#### [Given request]
Turn every line of the records below into a Markdown table with two columns, n for the row number and Line for the line, and leave out blank lines.

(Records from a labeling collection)

----

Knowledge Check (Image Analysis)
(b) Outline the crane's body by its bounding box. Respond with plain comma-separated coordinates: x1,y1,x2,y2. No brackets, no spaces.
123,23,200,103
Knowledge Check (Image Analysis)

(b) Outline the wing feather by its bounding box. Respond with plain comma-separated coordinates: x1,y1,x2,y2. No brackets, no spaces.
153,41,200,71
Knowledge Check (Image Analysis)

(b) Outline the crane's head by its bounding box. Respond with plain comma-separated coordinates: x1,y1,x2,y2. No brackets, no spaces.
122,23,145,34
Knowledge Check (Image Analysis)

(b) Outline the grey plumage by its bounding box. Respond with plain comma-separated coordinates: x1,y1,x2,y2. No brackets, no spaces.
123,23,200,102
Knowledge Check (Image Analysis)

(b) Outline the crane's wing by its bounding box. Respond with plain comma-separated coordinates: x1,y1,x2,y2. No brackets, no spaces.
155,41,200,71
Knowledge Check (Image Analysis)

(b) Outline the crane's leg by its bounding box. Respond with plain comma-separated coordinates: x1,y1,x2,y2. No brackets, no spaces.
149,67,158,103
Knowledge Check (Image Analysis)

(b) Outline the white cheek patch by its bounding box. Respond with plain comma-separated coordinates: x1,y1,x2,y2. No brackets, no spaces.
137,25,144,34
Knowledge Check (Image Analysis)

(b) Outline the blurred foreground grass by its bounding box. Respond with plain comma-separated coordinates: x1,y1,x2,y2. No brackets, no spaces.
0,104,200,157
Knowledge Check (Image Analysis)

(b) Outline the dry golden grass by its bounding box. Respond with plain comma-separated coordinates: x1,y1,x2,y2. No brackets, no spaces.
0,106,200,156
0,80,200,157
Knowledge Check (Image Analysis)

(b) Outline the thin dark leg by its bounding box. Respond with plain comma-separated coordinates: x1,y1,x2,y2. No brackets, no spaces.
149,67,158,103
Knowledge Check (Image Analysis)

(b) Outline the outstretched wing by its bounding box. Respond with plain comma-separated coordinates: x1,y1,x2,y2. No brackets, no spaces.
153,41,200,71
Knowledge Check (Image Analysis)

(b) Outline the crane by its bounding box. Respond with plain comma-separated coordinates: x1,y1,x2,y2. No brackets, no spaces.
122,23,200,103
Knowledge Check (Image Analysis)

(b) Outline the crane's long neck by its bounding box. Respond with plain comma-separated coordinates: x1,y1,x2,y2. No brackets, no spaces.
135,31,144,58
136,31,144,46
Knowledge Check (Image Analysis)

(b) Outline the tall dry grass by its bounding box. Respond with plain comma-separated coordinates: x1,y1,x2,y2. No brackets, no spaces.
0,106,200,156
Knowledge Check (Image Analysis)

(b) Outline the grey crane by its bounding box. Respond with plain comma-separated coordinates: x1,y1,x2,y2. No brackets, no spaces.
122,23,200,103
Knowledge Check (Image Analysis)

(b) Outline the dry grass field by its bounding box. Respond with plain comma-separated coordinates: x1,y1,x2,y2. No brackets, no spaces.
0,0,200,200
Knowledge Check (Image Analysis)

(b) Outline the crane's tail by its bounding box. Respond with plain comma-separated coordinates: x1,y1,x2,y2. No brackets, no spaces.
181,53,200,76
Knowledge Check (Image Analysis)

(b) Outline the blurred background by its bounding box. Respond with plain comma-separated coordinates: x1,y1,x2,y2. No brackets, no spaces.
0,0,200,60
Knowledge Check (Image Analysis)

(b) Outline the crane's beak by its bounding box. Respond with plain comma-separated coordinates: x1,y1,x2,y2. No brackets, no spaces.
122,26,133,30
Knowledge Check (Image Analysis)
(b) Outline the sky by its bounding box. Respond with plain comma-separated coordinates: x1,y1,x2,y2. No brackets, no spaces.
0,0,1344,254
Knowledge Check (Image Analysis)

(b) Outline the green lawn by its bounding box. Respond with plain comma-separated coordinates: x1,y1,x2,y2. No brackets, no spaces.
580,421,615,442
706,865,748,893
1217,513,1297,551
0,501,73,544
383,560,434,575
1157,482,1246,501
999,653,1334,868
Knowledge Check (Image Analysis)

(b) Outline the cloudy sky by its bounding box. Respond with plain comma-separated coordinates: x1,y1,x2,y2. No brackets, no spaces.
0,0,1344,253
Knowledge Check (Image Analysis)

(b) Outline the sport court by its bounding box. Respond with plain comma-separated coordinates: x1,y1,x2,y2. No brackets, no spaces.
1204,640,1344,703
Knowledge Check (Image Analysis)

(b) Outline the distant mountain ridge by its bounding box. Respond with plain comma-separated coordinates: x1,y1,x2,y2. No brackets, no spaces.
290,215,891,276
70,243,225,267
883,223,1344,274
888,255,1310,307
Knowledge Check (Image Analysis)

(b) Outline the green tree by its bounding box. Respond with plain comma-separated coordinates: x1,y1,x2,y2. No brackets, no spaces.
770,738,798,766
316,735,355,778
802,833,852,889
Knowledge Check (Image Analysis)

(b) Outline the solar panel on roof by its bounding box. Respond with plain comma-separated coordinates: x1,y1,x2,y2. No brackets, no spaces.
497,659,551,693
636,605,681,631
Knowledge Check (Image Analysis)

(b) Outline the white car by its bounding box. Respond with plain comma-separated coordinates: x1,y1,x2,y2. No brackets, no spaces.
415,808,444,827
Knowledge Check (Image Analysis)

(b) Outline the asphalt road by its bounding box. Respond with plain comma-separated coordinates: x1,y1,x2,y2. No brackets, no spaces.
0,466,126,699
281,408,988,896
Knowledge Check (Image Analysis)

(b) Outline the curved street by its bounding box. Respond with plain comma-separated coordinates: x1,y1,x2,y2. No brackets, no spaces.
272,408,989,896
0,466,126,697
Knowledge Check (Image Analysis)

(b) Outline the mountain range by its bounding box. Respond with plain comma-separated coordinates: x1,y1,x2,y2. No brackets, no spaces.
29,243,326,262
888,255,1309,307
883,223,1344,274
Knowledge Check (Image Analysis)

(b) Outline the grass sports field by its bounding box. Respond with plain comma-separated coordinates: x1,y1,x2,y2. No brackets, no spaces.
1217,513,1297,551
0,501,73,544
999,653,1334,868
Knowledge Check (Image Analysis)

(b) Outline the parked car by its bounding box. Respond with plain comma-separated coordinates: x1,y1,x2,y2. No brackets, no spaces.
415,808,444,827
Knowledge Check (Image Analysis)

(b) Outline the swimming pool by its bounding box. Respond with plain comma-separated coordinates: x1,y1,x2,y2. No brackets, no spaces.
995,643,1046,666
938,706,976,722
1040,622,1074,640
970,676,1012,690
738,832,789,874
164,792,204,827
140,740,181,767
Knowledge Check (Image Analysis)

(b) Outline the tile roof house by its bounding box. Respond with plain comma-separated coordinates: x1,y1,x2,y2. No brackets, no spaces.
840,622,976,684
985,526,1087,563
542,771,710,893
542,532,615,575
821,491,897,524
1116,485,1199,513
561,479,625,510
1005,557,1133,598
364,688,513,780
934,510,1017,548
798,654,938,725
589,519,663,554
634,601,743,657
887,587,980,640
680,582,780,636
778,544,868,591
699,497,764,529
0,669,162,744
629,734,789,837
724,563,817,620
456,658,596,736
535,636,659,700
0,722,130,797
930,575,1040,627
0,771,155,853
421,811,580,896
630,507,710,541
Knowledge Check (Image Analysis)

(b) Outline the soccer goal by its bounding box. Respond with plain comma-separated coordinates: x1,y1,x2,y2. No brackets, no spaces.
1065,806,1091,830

----

#### [Finished exercise]
| n | Line |
|---|---|
| 1 | Knowledge Check (Image Analysis) |
| 2 | (b) Outline the crane's body by its bounding box. Respond with plain comma-separated coordinates: x1,y1,x2,y2. No brackets, no spaces. |
| 3 | 123,23,200,103 |
| 4 | Knowledge Check (Image Analysis) |
| 5 | (b) Outline the wing feather by its bounding box. Respond with plain comma-separated coordinates: x1,y1,x2,y2. No brackets, no spaces. |
| 6 | 153,41,200,71 |
| 7 | Knowledge Check (Image Analysis) |
| 8 | (b) Outline the crane's head by its bounding box. Respond with plain comma-separated coordinates: x1,y1,x2,y2. No brackets, no spaces. |
| 9 | 122,23,145,34 |
| 10 | Knowledge Check (Image Analysis) |
| 11 | (b) Outline the grey plumage by its bounding box. Respond with plain comma-separated coordinates: x1,y1,x2,y2. No brackets, no spaces. |
| 12 | 123,23,200,102 |
| 13 | Knowledge Check (Image Analysis) |
| 14 | (b) Outline the crane's wing by its bounding box. Respond with plain comma-separated coordinates: x1,y1,x2,y2. No brackets, no spaces. |
| 15 | 155,41,200,71 |
| 16 | Knowledge Check (Image Analysis) |
| 17 | (b) Outline the crane's leg by its bounding box. Respond with plain comma-separated coordinates: x1,y1,x2,y2. No brackets, no spaces. |
| 18 | 149,67,158,103 |
| 19 | Knowledge Check (Image Analysis) |
| 20 | (b) Outline the white cheek patch by its bounding box. Respond with plain comma-separated coordinates: x1,y1,x2,y2. No brackets, no spaces. |
| 21 | 137,25,144,34 |
| 22 | Knowledge Check (Image Analysis) |
| 23 | (b) Outline the blurred foreground grass by its bounding box. Respond with plain comma-separated coordinates: x1,y1,x2,y2. No brackets, no spaces. |
| 24 | 0,104,200,157 |
| 25 | Knowledge Check (Image Analysis) |
| 26 | (b) Outline the dry golden grass by its bounding box. Respond with plain comma-separated coordinates: x1,y1,x2,y2. No brackets, no spaces. |
| 27 | 0,106,200,156 |
| 28 | 0,80,200,157 |
| 29 | Knowledge Check (Image Analysis) |
| 30 | (b) Outline the thin dark leg by its bounding box. Respond with plain comma-separated coordinates: x1,y1,x2,y2. No brackets, no spaces. |
| 31 | 149,67,158,103 |
| 32 | Knowledge Check (Image Analysis) |
| 33 | (b) Outline the outstretched wing by its bounding box. Respond with plain comma-separated coordinates: x1,y1,x2,y2. No brackets, no spaces. |
| 34 | 153,41,200,71 |
| 35 | Knowledge Check (Image Analysis) |
| 36 | (b) Outline the crane by its bounding box. Respond with plain comma-separated coordinates: x1,y1,x2,y2. No brackets, no spaces. |
| 37 | 122,23,200,103 |
| 38 | Knowledge Check (Image Analysis) |
| 39 | (b) Outline the crane's long neck by its bounding box. Respond with plain comma-separated coordinates: x1,y1,x2,y2. No brackets, no spaces. |
| 40 | 135,31,144,58 |
| 41 | 136,31,144,46 |
| 42 | Knowledge Check (Image Analysis) |
| 43 | (b) Outline the tall dry grass by its bounding box. Respond with plain comma-separated coordinates: x1,y1,x2,y2. No brackets, no spaces. |
| 44 | 0,106,200,156 |
| 45 | Knowledge Check (Image Analysis) |
| 46 | (b) Outline the grey crane by its bounding box. Respond with plain comma-separated coordinates: x1,y1,x2,y2. No brackets, no spaces. |
| 47 | 122,23,200,103 |
| 48 | Knowledge Check (Image Analysis) |
| 49 | (b) Outline the dry grass field by its bounding box. Respond with plain comma-separated coordinates: x1,y1,x2,y2. No brackets, no spaces. |
| 50 | 0,0,200,200 |
| 51 | Knowledge Check (Image Analysis) |
| 52 | (b) Outline the crane's tail by its bounding box. Respond with plain comma-separated coordinates: x1,y1,x2,y2. No brackets, no spaces. |
| 53 | 181,53,200,76 |
| 54 | Knowledge Check (Image Analysis) |
| 55 | (b) Outline the blurred background by its bounding box. Respond with plain comma-separated coordinates: x1,y1,x2,y2. No brackets, no spaces. |
| 56 | 0,0,200,60 |
| 57 | Knowledge Check (Image Analysis) |
| 58 | (b) Outline the crane's beak by its bounding box. Respond with plain comma-separated coordinates: x1,y1,x2,y2. No brackets, no spaces. |
| 59 | 122,26,133,30 |
| 60 | Knowledge Check (Image Analysis) |
| 61 | (b) Outline the sky by its bounding box. Respond with plain comma-separated coordinates: x1,y1,x2,y2. No brackets, no spaces. |
| 62 | 0,0,1344,254 |
| 63 | Knowledge Check (Image Analysis) |
| 64 | (b) Outline the green lawn by its bounding box. Respond with plain comma-separated coordinates: x1,y1,x2,y2. No brackets, no spaces. |
| 65 | 580,421,615,442 |
| 66 | 706,865,748,893 |
| 67 | 1217,513,1297,551 |
| 68 | 0,501,73,544 |
| 69 | 383,560,434,575 |
| 70 | 1157,482,1246,501 |
| 71 | 999,653,1334,868 |
| 72 | Knowledge Check (Image Analysis) |
| 73 | (b) Outline the cloudy sky by its bounding box. Respond with plain comma-separated coordinates: x1,y1,x2,y2. No brackets, no spaces. |
| 74 | 0,0,1344,253 |
| 75 | Knowledge Check (Image Analysis) |
| 76 | (b) Outline the sport court by its bounding box. Respond with plain comma-separated coordinates: x1,y1,x2,y2. No brackets, no spaces. |
| 77 | 1204,640,1344,703 |
| 78 | Knowledge Check (Image Analysis) |
| 79 | (b) Outline the distant mountain ridge by its bounding box. Respond with plain comma-separated coordinates: x1,y1,x2,y2. No brackets, no spaces. |
| 80 | 290,215,891,276 |
| 81 | 70,243,225,267 |
| 82 | 883,223,1344,274 |
| 83 | 888,255,1310,307 |
| 84 | Knowledge Check (Image Analysis) |
| 85 | (b) Outline the green tree by its bounding box. Respond with plain comma-separated coordinates: x1,y1,x2,y2. No brackets, no spaces. |
| 86 | 770,738,798,766 |
| 87 | 316,735,355,778 |
| 88 | 802,833,852,889 |
| 89 | Knowledge Check (Image Analysis) |
| 90 | (b) Outline the solar panel on roof by its bounding box. Respond with plain comma-separated coordinates: x1,y1,x2,y2. No brackets, no spaces. |
| 91 | 497,659,551,693 |
| 92 | 636,605,681,631 |
| 93 | Knowledge Check (Image Analysis) |
| 94 | (b) Outline the white car by its bounding box. Respond with plain comma-separated coordinates: x1,y1,x2,y2. No brackets, no spaces. |
| 95 | 415,808,444,827 |
| 96 | Knowledge Check (Image Analysis) |
| 97 | (b) Outline the asphalt road by its bounding box. Respond with plain comma-separated coordinates: x1,y1,x2,y2. No brackets, no spaces. |
| 98 | 0,466,126,699 |
| 99 | 281,408,988,896 |
| 100 | Knowledge Check (Image Analysis) |
| 101 | (b) Outline the curved street by its bounding box. Respond with plain comma-separated coordinates: x1,y1,x2,y2. No brackets, no spaces. |
| 102 | 272,408,989,896 |
| 103 | 0,466,126,697 |
| 104 | Knowledge Check (Image Analysis) |
| 105 | (b) Outline the mountain range by its bounding box. Respond with plain comma-separated coordinates: x1,y1,x2,y2. No brackets, no spaces. |
| 106 | 29,243,326,262 |
| 107 | 888,255,1309,307 |
| 108 | 883,223,1344,274 |
| 109 | Knowledge Check (Image Analysis) |
| 110 | (b) Outline the grass sports field by its bounding box. Respond with plain comma-separated coordinates: x1,y1,x2,y2. No brackets, no spaces. |
| 111 | 1217,513,1297,551 |
| 112 | 0,501,73,544 |
| 113 | 999,653,1334,868 |
| 114 | Knowledge Check (Image Analysis) |
| 115 | (b) Outline the parked car by its bounding box. Respond with plain comma-separated coordinates: x1,y1,x2,y2. No brackets, no spaces. |
| 116 | 415,808,444,827 |
| 117 | Knowledge Check (Image Analysis) |
| 118 | (b) Outline the swimming pool by its bounding box. Respond with plain comma-separated coordinates: x1,y1,x2,y2. No brackets, no spaces. |
| 119 | 995,643,1046,666 |
| 120 | 938,706,976,722 |
| 121 | 1040,622,1074,640 |
| 122 | 970,676,1012,690 |
| 123 | 738,832,789,874 |
| 124 | 164,792,204,827 |
| 125 | 140,740,181,767 |
| 126 | Knowledge Check (Image Analysis) |
| 127 | (b) Outline the tile roof house by its bounding box. Respond with plain comma-separated coordinates: x1,y1,x2,y2. No brackets, no spaces. |
| 128 | 840,622,976,684 |
| 129 | 985,526,1087,563 |
| 130 | 542,771,710,893 |
| 131 | 542,532,615,575 |
| 132 | 821,491,897,524 |
| 133 | 1116,485,1199,513 |
| 134 | 561,479,625,510 |
| 135 | 1005,557,1133,598 |
| 136 | 364,688,513,780 |
| 137 | 934,510,1017,548 |
| 138 | 798,654,938,725 |
| 139 | 589,519,663,554 |
| 140 | 634,601,743,657 |
| 141 | 887,587,980,640 |
| 142 | 680,582,780,636 |
| 143 | 778,544,868,591 |
| 144 | 699,497,764,529 |
| 145 | 0,669,162,744 |
| 146 | 629,734,789,837 |
| 147 | 724,563,817,620 |
| 148 | 456,658,596,736 |
| 149 | 535,636,659,700 |
| 150 | 0,722,130,797 |
| 151 | 930,575,1040,627 |
| 152 | 0,771,155,853 |
| 153 | 421,811,580,896 |
| 154 | 630,507,710,541 |
| 155 | Knowledge Check (Image Analysis) |
| 156 | (b) Outline the soccer goal by its bounding box. Respond with plain comma-separated coordinates: x1,y1,x2,y2. No brackets, no spaces. |
| 157 | 1065,806,1091,830 |